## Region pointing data
----

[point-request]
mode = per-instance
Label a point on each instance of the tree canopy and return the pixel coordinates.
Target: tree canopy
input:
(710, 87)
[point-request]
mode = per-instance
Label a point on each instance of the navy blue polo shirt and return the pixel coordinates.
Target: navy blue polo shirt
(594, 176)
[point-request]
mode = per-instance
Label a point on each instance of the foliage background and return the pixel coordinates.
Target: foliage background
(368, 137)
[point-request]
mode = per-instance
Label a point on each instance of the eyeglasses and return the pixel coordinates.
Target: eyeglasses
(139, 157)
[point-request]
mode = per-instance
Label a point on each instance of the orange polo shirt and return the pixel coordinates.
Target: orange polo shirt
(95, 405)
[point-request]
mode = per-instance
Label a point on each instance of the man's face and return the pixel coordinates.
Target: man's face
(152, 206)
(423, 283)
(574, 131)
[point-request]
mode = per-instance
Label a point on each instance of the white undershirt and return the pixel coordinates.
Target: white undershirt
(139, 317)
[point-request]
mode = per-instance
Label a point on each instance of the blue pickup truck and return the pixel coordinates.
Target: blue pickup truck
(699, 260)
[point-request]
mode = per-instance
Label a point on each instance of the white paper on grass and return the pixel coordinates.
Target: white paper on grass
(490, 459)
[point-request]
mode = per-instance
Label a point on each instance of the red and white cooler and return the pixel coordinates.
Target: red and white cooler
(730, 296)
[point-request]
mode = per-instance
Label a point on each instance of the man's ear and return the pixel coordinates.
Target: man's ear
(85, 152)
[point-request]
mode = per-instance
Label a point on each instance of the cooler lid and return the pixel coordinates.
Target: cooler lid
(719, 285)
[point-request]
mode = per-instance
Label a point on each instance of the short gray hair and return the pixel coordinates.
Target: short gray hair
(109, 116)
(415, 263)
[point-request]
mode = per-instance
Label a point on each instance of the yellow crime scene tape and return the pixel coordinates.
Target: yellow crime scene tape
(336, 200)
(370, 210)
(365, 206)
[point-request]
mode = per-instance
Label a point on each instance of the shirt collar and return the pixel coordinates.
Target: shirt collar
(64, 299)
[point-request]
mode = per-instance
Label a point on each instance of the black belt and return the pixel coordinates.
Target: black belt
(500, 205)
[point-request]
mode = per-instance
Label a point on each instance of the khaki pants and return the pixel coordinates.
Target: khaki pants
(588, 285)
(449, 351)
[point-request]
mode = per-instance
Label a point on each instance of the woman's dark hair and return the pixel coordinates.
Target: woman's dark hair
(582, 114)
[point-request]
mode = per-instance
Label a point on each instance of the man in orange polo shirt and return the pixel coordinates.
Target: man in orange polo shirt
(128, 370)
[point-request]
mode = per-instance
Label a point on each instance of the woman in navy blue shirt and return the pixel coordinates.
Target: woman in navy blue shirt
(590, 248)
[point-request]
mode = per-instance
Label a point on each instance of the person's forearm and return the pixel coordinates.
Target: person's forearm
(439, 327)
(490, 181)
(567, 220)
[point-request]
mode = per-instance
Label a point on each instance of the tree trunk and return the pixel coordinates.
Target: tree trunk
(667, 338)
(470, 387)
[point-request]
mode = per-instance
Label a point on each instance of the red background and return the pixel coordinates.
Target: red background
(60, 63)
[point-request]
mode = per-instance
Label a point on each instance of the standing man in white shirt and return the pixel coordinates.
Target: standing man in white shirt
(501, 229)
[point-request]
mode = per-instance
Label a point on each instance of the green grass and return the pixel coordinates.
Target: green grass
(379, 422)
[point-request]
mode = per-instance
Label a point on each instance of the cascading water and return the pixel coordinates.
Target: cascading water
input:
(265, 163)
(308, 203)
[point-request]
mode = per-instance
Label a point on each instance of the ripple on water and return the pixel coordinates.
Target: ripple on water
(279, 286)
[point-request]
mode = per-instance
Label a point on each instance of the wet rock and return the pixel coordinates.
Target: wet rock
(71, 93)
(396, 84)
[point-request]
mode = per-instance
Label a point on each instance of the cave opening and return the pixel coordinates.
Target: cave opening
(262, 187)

----

## About this exercise
For this exercise, restate every record word for word.

## Task answer
[point-request]
mode = per-instance
Label a point on each instance of the tree canopy and return the pixel coordinates.
Target: tree canopy
input:
(710, 87)
[point-request]
mode = per-instance
Label a point on each instance of the navy blue polo shirt and return the pixel coordinates.
Target: navy blue polo shirt
(594, 176)
[point-request]
mode = per-instance
Label a point on each instance of the foliage background and return the pixel coordinates.
Target: foliage background
(368, 137)
[point-request]
mode = per-instance
Label a point on each instance of the eyeglasses and return the pixel coordinates.
Target: eyeglasses
(139, 157)
[point-request]
mode = per-instance
Label a point on each instance of the orange polo shirt and return the pixel coordinates.
Target: orange polo shirt
(95, 405)
[point-request]
mode = per-instance
Label a point on each instance of the man's face and return the pixel coordinates.
Target: man's face
(152, 206)
(423, 283)
(574, 131)
[point-request]
mode = per-instance
Label a point on each instance of the white undershirt and return the pixel coordinates.
Target: white undershirt
(139, 317)
[point-request]
mode = per-instance
Label a point on each instance of the blue pickup truck and return the pixel coordinates.
Target: blue pickup truck
(699, 260)
[point-request]
mode = per-instance
Label a point on each instance of the white paper on grass and return the pixel coordinates.
Target: white paper on grass
(490, 459)
[point-request]
mode = per-instance
Label a point on each instance of the red and white cooler and return the pixel coordinates.
Target: red and white cooler
(730, 296)
[point-request]
mode = per-instance
Label a point on each instance of the man's ear and return the pixel coordinates.
Target: man's ear
(85, 152)
[point-request]
mode = per-instance
Label a point on each instance of the cooler lid and return the pixel coordinates.
Target: cooler lid
(719, 285)
[point-request]
mode = per-instance
Label a point on each instance of the short gray hair and return the pixel coordinates.
Target: short gray hair
(109, 116)
(415, 263)
[point-request]
mode = per-instance
Label a point on each instance of the yellow crime scene tape and return the pixel coordinates.
Target: yellow crime scene tape
(336, 200)
(370, 210)
(365, 206)
[point-request]
mode = per-instance
Label a point on each instance of the shirt collar and return the pixel coordinates.
Target: shirt collar
(64, 299)
[point-request]
mode = per-instance
Label a point on each instance of the black belt and return the pixel coordinates.
Target: black belt
(500, 205)
[point-request]
mode = per-instance
Label a point on each instance of the khaki pants and return the pixel coordinates.
Target: khaki pants
(588, 285)
(449, 351)
[point-request]
mode = per-instance
Label a point on each instance of the woman's dark hair and return the pixel coordinates.
Target: woman's dark hair
(582, 114)
[point-request]
mode = per-instance
Label a point on each instance of the man in orange polo shirt and return the pixel coordinates.
Target: man in orange polo shirt
(128, 370)
[point-request]
mode = per-instance
Label a point on each instance of the woman in navy blue shirt and return the pixel coordinates.
Target: woman in navy blue shirt
(590, 248)
[point-request]
mode = per-instance
Label a point on each instance of the person's forearm and return the pixel coordinates.
Target: person's forearm
(439, 327)
(490, 181)
(567, 220)
[point-request]
mode = per-instance
Label a point on each instance of the tree trunk and return the pixel coordinates.
Target: tree trunk
(667, 338)
(470, 387)
[point-request]
mode = per-instance
Label a point on each instance of the red background and return the pixel coordinates.
Target: red background
(60, 63)
[point-request]
mode = per-instance
Label a point on each instance of the standing man in white shirt and return the pixel coordinates.
Target: standing man in white shirt
(501, 229)
[point-request]
mode = per-instance
Label a point on each instance of the green grass and return the pixel coordinates.
Target: green grass
(379, 422)
[point-request]
mode = per-instance
Label a point on each instance of the cascading water and return the pixel coordinates.
Target: cascading water
input:
(265, 163)
(308, 203)
[point-request]
mode = per-instance
Label a point on each instance of the ripple on water and return the pixel coordinates.
Target: ripple on water
(279, 286)
[point-request]
mode = per-instance
Label a point on each instance of the wet rock and return the pixel coordinates.
Target: wet rock
(71, 93)
(396, 84)
[point-request]
mode = per-instance
Label a point on each instance of the cave opening and return the pixel coordinates.
Target: cave opening
(262, 187)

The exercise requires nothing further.